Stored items
____
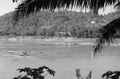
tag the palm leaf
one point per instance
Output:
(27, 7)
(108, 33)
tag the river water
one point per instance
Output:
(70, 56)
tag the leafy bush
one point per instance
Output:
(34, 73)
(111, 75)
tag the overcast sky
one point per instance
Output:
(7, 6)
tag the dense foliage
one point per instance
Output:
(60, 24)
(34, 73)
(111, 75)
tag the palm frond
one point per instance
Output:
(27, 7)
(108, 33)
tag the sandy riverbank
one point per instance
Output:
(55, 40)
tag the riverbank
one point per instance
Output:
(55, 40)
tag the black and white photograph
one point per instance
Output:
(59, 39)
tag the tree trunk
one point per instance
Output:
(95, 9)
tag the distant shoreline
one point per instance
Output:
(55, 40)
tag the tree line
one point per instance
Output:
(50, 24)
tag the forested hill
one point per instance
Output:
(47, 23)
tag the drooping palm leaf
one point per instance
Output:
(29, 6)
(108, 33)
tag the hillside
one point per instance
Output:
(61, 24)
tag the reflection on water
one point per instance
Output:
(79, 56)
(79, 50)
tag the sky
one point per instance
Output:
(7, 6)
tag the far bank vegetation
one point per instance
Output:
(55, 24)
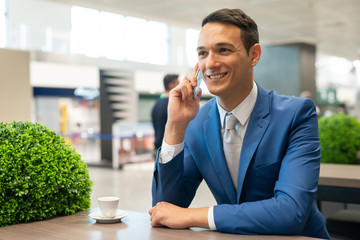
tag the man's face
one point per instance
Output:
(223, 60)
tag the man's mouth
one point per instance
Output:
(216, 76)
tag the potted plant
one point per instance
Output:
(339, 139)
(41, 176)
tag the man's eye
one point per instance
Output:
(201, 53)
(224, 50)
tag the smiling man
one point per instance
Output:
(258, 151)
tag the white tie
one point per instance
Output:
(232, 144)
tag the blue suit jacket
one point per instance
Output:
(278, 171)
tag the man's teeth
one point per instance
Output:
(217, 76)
____
Your objective:
If a line in the records has the word "water", copy that line.

Exercise output:
tag the river water
tag the reflection on water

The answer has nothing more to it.